Stated task: Could you copy down every one of the items below word for word, leaving each line unchanged?

Excerpts from pointing data:
- - - - - - -

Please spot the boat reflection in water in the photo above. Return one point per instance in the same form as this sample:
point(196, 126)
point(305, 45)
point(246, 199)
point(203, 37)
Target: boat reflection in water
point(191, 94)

- - - - - - -

Solution below:
Please spot the boat reflection in water in the photo above. Return one point per instance in the same form as this sample:
point(196, 126)
point(305, 45)
point(246, 199)
point(203, 37)
Target: boat reflection in water
point(191, 94)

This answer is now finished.